# O EXERCÍCIO
Reescreva o trecho de memórias começando em "Quando me mudei" e indo até "do mesmo nome.", trocando "cinemas" por "salas de cinema".

# TRECHO DO TEXTO
────────────────

Um colega meu, cujo nome no momento não me vem à memória, ou se era o Zé Botelho, que era filho ou neto do ‘seu’ Fausto Pinto Botelho, era dado à leitura de uma pequena revistinha de desenhos: Os chamados ‘gibis’. Não sei também por qual meio é que ele adquiria referidos livrinhos. Porque era raro, naquela cidade, aqueles pequenos fascículos. Na cidade, só me lembro dele de useiro e vezeiro naquele tipo de leitura. Não era uma leitura recomendada para jovens de nossa idade. Em sua maioria, tratava-se de ‘filmes’ violentos. Eram os famosos filmes do ‘FarWest’ americanos, ou os famigerados ‘bang-bangs’.
Essas revistinhas não traziam estórias educativas. Na maioria das vezes, eram estórias de violência naquelas terras sem lei, nas pequenas vilas e zonas rurais, com os índios ‘Apaches’ e ‘Peles Vermelhas’ e outros nativos daqueles idos. Era a época do mais forte nas armas de fogo. E os índios sempre, por sua inferioridade bélica, a levar suas inúmeras desvantagens. E nas pequenas vilas, era a vez dos bandoleiros, mal-encarados, beberrões, armados com, no mínimo, duas armas dependuradas à cintura, a querer impor suas leis de violência. Mas, via de regra, enfrentavam os defensores da Justiça, os famosos ‘xerifes’, verdadeiras autoridades maiores da localidade, – o Delegado, que, com destreza, não raro, ou mesmo quase sempre, levava vantagem, e impunha a sua justiça, quer eliminando o malfeitor, ou mesmo expulsando-o do convívio da comunidade. O ‘Xerife’ era os três poderes da comunidade, ou da localidade. O cinema procurava retratar os dias difíceis da colonização americana.
Quando me mudei para Anápolis, no Estado de Goiás, onde existiam cinemas, é que fui assistir a esses estilos de filme, com estórias diferenciadas. E, naqueles tempos, eram esses os meus filmes preferidos até então. E tinha tudo a ver com aquelas revistinhas que eu lera, – não muitas, pois eram emprestadas, lá em Conceição do Araguaia/PA. Não deixava de ser uma iniciação.
E não poderia deixar de falar também do ‘seu’ Fausto Pinto Botelho, tio ou avô de meu amigo. Tratava-se de uma pessoa já um tanto idosa, muito educado. Morava na Rua Nossa Senhora da Conceição (parece-me que se chamava assim, à época) e que passava em frente à Matriz do mesmo nome.
Como muitos da cidade, também possuía um pequeno comércio. Parece até que aquela cidade era a terra dos comerciantes, embora pequenos. Ali, quem não era comerciante, era possuidor de barco de transporte de passageiros e de mercadorias, e muitos deles pescadores. Também não era para menos, pois a cidade tinha a seus pés um majestoso rio, e, naquela época, muito piscoso, pois não existiam pescadores de outras localidades, já que a região era desprovida de estradas de rodagem, e o Araguaia não era de fácil navegação. Era considerado um rio de planalto, raso e cheio de pequenas cachoeiras e travessões que impediam a navegação de barcos maiores no verão, época da seca. E mesmo na época das chuvas, as embarcações maiores eram a minoria, e tinham que ser pilotadas por pessoas de muita prática, pois, àquela época, não eram dotadas de aparelhos que mostrassem ou indicasem os obstáculos submersos, as armadilhas daquela perigosa navegação fluvial.

────────────────

# REGISTROS BRUTOS
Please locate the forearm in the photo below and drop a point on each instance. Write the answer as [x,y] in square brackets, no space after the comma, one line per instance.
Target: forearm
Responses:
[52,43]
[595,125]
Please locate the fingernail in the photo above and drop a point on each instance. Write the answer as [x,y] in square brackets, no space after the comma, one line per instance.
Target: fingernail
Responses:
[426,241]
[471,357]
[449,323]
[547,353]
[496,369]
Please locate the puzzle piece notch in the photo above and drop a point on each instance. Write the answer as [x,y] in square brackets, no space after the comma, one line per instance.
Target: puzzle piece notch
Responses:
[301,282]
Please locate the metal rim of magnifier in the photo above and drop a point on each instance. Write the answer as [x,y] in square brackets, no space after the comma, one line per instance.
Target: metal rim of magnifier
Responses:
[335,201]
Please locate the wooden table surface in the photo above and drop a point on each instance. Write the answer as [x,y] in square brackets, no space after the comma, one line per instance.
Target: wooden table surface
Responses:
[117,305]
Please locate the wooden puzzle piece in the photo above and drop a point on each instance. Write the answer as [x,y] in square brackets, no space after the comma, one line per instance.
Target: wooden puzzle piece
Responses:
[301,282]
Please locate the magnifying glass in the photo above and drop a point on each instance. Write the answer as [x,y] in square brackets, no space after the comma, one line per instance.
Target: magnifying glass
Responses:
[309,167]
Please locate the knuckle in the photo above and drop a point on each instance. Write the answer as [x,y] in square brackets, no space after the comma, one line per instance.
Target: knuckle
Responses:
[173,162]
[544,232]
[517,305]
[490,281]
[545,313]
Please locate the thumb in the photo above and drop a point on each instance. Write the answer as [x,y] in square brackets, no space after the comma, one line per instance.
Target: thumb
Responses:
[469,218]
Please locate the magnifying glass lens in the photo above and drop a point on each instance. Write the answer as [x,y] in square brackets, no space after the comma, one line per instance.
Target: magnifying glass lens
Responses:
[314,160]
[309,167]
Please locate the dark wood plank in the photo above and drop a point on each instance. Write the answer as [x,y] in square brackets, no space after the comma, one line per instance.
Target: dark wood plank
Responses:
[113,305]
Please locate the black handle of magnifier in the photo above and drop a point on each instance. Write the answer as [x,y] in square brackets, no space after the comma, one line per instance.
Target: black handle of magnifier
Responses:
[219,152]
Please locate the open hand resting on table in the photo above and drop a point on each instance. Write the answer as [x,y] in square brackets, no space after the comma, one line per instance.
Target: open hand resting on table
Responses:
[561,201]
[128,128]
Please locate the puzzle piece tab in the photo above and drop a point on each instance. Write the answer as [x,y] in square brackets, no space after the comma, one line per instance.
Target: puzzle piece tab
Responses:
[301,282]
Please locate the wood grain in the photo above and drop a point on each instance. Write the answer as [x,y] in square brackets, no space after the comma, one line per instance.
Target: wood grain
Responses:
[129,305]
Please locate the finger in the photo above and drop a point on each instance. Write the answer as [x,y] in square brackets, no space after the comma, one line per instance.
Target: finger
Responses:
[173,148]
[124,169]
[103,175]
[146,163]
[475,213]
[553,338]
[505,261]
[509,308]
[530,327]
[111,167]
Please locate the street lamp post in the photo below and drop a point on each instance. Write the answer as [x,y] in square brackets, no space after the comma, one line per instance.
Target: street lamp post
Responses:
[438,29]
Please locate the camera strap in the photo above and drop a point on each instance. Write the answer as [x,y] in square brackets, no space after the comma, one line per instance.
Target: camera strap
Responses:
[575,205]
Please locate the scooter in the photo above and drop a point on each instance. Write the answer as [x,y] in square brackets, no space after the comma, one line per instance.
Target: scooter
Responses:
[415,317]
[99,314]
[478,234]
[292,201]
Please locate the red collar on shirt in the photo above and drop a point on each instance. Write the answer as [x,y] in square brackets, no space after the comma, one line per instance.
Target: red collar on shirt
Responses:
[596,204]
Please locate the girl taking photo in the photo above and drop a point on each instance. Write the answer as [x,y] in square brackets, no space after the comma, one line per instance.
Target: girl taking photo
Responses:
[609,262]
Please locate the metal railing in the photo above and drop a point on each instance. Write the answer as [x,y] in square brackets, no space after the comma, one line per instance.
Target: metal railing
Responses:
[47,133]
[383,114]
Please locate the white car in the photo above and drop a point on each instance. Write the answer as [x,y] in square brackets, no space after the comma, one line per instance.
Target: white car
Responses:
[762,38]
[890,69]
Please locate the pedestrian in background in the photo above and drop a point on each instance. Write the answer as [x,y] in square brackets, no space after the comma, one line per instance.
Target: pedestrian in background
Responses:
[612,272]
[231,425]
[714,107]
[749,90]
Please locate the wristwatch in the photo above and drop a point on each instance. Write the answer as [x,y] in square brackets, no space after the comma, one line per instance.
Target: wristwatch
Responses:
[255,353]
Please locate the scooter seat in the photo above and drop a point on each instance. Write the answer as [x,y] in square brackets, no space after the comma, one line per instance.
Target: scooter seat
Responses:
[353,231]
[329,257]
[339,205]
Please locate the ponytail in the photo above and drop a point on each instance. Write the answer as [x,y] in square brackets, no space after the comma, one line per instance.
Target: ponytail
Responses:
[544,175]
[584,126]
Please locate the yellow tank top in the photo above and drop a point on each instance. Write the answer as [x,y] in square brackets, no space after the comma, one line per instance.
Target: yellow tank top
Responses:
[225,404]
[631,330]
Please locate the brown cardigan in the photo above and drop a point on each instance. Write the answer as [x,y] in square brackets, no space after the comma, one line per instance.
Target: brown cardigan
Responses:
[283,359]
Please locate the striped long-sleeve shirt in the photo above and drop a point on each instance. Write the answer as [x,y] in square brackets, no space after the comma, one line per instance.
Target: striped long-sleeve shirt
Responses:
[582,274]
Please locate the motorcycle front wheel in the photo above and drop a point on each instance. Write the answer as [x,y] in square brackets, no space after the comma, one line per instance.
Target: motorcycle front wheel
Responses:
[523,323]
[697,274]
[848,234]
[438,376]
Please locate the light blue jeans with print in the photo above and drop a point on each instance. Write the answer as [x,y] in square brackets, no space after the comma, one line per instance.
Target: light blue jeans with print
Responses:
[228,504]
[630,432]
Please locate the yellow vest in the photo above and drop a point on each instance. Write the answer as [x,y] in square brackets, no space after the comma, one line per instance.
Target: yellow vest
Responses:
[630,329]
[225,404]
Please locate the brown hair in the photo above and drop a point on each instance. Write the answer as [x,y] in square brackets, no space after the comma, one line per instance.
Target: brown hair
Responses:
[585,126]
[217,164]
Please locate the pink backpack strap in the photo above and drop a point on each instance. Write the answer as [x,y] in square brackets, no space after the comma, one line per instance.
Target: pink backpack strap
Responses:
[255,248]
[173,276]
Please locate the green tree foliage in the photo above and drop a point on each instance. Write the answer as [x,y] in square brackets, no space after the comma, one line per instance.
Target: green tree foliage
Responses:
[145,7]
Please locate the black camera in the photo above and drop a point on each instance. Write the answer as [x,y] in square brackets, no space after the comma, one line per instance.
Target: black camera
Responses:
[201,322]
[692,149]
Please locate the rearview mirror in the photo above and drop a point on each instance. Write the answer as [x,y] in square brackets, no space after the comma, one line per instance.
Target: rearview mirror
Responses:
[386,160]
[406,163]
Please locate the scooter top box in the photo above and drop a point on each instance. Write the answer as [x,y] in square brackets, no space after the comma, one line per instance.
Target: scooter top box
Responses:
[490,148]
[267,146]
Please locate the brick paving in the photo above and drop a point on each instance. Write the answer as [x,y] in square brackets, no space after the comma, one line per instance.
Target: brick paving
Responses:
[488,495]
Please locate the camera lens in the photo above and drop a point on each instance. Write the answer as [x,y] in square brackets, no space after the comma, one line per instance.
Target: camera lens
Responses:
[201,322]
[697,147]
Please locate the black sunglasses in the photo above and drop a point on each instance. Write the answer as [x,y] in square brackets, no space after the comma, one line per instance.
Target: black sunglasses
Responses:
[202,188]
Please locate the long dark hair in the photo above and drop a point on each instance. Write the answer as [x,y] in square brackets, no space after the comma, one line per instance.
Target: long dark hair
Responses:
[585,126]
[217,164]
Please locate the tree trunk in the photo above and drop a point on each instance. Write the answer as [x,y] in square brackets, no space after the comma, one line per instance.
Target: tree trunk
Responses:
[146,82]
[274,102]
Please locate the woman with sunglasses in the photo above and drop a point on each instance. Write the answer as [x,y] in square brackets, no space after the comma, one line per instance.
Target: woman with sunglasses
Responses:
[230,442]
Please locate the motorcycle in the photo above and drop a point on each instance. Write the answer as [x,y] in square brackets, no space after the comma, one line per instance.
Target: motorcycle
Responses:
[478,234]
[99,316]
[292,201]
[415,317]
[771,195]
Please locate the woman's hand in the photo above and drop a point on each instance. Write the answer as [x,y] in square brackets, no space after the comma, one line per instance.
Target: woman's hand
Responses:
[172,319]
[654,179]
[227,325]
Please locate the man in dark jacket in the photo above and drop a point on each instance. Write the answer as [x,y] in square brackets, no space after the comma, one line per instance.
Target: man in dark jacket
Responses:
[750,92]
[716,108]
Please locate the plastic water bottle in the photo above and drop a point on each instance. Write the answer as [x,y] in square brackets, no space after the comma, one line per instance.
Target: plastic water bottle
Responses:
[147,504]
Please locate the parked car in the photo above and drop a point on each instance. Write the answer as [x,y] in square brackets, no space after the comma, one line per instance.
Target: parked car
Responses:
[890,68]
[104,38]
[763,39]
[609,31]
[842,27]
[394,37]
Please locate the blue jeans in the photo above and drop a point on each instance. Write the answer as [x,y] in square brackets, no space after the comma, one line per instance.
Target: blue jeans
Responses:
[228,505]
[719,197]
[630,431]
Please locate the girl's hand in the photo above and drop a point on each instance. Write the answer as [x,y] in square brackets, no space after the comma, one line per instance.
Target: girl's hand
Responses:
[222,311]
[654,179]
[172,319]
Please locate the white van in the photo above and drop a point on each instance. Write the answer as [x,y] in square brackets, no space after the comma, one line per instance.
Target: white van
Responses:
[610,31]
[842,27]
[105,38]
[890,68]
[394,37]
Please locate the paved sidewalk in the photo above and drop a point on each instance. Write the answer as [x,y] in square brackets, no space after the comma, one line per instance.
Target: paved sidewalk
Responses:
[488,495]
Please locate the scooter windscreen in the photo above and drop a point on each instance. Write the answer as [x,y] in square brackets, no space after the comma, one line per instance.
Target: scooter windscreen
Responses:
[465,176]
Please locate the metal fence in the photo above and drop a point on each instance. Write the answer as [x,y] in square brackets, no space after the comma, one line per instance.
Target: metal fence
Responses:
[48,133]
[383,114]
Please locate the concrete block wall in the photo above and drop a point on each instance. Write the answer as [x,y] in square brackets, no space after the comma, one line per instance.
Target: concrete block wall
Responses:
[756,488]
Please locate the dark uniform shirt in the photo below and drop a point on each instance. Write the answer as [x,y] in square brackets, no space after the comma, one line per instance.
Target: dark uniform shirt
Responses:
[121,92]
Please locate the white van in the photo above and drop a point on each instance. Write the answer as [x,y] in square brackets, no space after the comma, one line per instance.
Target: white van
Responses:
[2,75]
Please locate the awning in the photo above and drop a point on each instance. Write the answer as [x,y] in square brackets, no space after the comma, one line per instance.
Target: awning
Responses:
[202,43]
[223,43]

────────────────

# SOLUÇÃO DO EXERCÍCIO
Quando me mudei para Anápolis, no Estado de Goiás, onde existiam salas de cinema, é que fui assistir a esses estilos de filme, com estórias diferenciadas. E, naqueles tempos, eram esses os meus filmes preferidos até então. E tinha tudo a ver com aquelas revistinhas que eu lera, – não muitas, pois eram emprestadas, lá em Conceição do Araguaia/PA. Não deixava de ser uma iniciação.
E não poderia deixar de falar também do ‘seu’ Fausto Pinto Botelho, tio ou avô de meu amigo. Tratava-se de uma pessoa já um tanto idosa, muito educado. Morava na Rua Nossa Senhora da Conceição (parece-me que se chamava assim, à época) e que passava em frente à Matriz do mesmo nome.